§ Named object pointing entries
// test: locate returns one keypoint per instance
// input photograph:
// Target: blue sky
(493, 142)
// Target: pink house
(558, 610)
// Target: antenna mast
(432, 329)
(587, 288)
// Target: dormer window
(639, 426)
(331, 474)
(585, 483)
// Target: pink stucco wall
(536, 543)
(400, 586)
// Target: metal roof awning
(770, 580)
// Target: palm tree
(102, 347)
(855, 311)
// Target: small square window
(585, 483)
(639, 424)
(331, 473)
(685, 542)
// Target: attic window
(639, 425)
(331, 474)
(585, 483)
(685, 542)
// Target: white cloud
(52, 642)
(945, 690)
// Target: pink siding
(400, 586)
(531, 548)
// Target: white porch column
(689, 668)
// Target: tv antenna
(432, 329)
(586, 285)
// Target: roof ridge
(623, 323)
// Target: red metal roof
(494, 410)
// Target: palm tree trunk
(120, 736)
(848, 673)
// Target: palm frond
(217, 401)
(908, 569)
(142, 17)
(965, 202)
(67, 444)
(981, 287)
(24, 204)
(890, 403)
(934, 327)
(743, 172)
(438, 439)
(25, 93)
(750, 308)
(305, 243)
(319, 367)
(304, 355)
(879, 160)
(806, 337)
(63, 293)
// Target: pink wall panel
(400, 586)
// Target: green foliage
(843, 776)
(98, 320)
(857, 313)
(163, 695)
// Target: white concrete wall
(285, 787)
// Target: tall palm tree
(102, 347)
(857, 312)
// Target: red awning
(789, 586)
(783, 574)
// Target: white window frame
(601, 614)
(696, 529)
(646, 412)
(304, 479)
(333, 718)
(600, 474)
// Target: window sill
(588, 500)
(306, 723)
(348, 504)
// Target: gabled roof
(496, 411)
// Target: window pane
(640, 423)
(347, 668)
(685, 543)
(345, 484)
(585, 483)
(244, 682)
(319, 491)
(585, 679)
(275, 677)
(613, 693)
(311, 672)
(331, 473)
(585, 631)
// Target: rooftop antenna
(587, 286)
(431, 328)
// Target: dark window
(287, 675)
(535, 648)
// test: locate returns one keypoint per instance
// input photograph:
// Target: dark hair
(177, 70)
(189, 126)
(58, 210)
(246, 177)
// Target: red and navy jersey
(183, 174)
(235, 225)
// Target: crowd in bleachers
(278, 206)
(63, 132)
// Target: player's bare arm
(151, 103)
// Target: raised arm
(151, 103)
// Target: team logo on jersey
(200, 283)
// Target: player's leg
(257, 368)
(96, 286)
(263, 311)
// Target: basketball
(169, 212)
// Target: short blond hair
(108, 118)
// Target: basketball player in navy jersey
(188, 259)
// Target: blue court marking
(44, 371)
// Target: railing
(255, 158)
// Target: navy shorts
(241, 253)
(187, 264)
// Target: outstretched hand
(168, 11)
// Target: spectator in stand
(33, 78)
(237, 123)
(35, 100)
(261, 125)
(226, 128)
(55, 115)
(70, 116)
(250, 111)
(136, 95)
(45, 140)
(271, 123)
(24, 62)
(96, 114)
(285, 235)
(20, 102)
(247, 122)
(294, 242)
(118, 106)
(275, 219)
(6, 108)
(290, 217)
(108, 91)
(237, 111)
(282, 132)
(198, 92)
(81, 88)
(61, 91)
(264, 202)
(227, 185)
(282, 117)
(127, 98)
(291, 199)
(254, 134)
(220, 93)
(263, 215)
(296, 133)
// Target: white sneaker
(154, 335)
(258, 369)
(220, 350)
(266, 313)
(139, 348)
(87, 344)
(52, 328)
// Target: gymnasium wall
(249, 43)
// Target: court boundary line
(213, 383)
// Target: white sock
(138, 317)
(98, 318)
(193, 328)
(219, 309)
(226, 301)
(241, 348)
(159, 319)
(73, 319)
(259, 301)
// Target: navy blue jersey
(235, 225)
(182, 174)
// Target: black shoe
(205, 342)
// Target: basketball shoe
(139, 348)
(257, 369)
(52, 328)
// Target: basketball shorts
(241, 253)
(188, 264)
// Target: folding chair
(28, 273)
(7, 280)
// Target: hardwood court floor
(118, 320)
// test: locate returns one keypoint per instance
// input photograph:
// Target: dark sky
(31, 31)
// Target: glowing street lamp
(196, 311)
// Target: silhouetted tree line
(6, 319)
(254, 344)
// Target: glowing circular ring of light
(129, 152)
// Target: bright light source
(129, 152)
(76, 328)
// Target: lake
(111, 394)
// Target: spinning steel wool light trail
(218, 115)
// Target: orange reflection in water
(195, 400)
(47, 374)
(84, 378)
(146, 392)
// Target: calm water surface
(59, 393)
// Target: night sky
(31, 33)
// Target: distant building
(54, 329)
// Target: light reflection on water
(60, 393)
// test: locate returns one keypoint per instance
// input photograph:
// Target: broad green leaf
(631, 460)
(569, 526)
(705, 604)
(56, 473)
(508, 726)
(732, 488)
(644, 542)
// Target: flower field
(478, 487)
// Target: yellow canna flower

§ Prompt
Reproduce all of the material above word for word.

§ In response
// test: locate returns one keypoint per instance
// input photograph:
// Target: blue sky
(493, 142)
// Target: pink house
(558, 610)
// Target: antenna mast
(432, 329)
(587, 288)
// Target: dormer window
(639, 426)
(331, 474)
(585, 483)
// Target: pink stucco wall
(536, 543)
(400, 586)
// Target: metal roof awning
(770, 580)
// Target: palm tree
(102, 347)
(855, 311)
// Target: small square window
(585, 483)
(639, 424)
(331, 473)
(685, 542)
// Target: attic window
(639, 425)
(331, 474)
(585, 483)
(685, 542)
// Target: white cloud
(52, 642)
(945, 690)
// Target: pink siding
(400, 586)
(531, 548)
// Target: white porch column
(689, 668)
// Target: tv antenna
(432, 329)
(586, 285)
// Target: roof ridge
(623, 323)
// Target: red metal roof
(494, 410)
// Target: palm tree trunk
(120, 736)
(848, 673)
// Target: palm frond
(217, 401)
(908, 569)
(142, 17)
(965, 202)
(67, 444)
(981, 287)
(24, 204)
(890, 403)
(934, 327)
(743, 172)
(438, 439)
(25, 93)
(750, 308)
(305, 243)
(319, 367)
(304, 355)
(879, 160)
(806, 337)
(63, 293)
// Target: pink wall panel
(400, 586)
// Target: green foliage
(843, 776)
(98, 320)
(857, 313)
(163, 695)
// Target: white concrete wall
(285, 787)
// Target: tall palm tree
(102, 347)
(857, 312)
// Target: red awning
(789, 586)
(783, 574)
// Target: white window frame
(601, 614)
(696, 529)
(646, 412)
(304, 479)
(333, 718)
(600, 474)
// Target: window sill
(588, 500)
(306, 723)
(348, 504)
// Target: gabled roof
(496, 411)
// Target: window pane
(640, 423)
(347, 668)
(685, 543)
(345, 484)
(585, 483)
(244, 682)
(319, 491)
(585, 679)
(275, 677)
(613, 693)
(311, 672)
(331, 473)
(585, 631)
// Target: rooftop antenna
(587, 286)
(431, 328)
// Target: dark window
(287, 675)
(535, 648)
// test: locate returns one keypoint per instance
// input photograph:
// Target: dark hair
(177, 70)
(189, 126)
(58, 210)
(246, 177)
// Target: red and navy jersey
(183, 174)
(235, 225)
// Target: crowd in bleachers
(278, 206)
(63, 132)
// Target: player's bare arm
(151, 103)
// Target: raised arm
(151, 103)
// Target: team logo on jersey
(200, 283)
// Target: player's leg
(257, 368)
(96, 286)
(263, 311)
// Target: basketball
(169, 212)
// Target: short blond hair
(108, 118)
// Target: basketball player in navy jersey
(188, 259)
// Target: blue court marking
(44, 371)
// Target: railing
(255, 158)
// Target: navy shorts
(241, 253)
(187, 264)
// Target: outstretched hand
(168, 11)
// Target: spectator in stand
(33, 78)
(237, 123)
(35, 100)
(261, 125)
(226, 128)
(55, 115)
(70, 116)
(250, 111)
(136, 95)
(45, 140)
(271, 123)
(24, 62)
(96, 114)
(285, 235)
(20, 102)
(247, 122)
(294, 242)
(118, 106)
(275, 219)
(6, 108)
(290, 217)
(108, 91)
(237, 111)
(282, 132)
(198, 92)
(81, 88)
(61, 91)
(264, 202)
(227, 185)
(282, 117)
(127, 98)
(291, 199)
(254, 134)
(220, 93)
(263, 215)
(296, 133)
// Target: white sneaker
(154, 335)
(258, 369)
(220, 350)
(266, 313)
(139, 348)
(87, 344)
(52, 328)
// Target: gymnasium wall
(249, 43)
// Target: court boundary line
(213, 383)
// Target: white sock
(138, 317)
(98, 318)
(193, 328)
(219, 309)
(226, 301)
(241, 348)
(159, 319)
(73, 319)
(259, 301)
// Target: navy blue jersey
(235, 225)
(182, 174)
// Target: black shoe
(205, 342)
// Target: basketball shoe
(139, 348)
(257, 369)
(52, 328)
// Target: basketball shorts
(241, 253)
(188, 264)
// Target: folding chair
(28, 273)
(7, 280)
// Target: hardwood court floor
(118, 320)
// test: locate returns one keypoint per instance
// input photograph:
// Target: dark sky
(31, 31)
// Target: glowing street lamp
(196, 311)
// Target: silhouetted tree line
(6, 319)
(254, 344)
// Target: glowing circular ring of light
(129, 152)
// Target: bright light source
(129, 152)
(76, 328)
// Target: lake
(111, 394)
// Target: spinning steel wool light trail
(218, 115)
// Target: orange reflection in water
(195, 400)
(47, 374)
(84, 378)
(146, 392)
// Target: calm water surface
(59, 393)
// Target: night sky
(31, 33)
// Target: distant building
(54, 329)
// Target: light reflection on water
(60, 393)
// test: locate returns one keypoint per instance
// input photograph:
// Target: broad green leaf
(631, 460)
(569, 526)
(705, 604)
(56, 473)
(508, 726)
(732, 488)
(644, 542)
// Target: flower field
(478, 487)
// Target: yellow canna flower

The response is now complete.